- Aim of the exercise -
Reproduce word for word the lines between those holding "the green leaf" and "Target: berry stalk", inclusive, and nothing else from the data below.

── Exercise materials

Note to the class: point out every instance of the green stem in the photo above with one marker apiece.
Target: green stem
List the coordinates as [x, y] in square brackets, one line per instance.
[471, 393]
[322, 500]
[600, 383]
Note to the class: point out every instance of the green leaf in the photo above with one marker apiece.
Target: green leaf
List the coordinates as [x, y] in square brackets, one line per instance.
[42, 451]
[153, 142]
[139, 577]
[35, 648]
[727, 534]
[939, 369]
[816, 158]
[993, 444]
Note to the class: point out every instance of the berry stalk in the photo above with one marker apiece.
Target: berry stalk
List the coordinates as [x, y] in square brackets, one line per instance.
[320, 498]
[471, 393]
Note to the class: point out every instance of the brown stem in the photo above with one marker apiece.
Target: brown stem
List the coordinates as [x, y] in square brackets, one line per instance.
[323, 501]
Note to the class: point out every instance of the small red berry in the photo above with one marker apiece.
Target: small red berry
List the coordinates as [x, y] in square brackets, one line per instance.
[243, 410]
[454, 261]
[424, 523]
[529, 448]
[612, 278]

────

- Output for this task -
Note to the class: point out every instance of the green leaf in the photo above with one marker apiece.
Target: green leaf
List the coordinates as [x, y] in square brackets, one line per instance.
[42, 451]
[153, 142]
[139, 577]
[35, 648]
[727, 534]
[939, 369]
[816, 158]
[993, 444]
Note to the class: point out every instance of the berry stalk in the photo above with one marker apiece.
Target: berry stalk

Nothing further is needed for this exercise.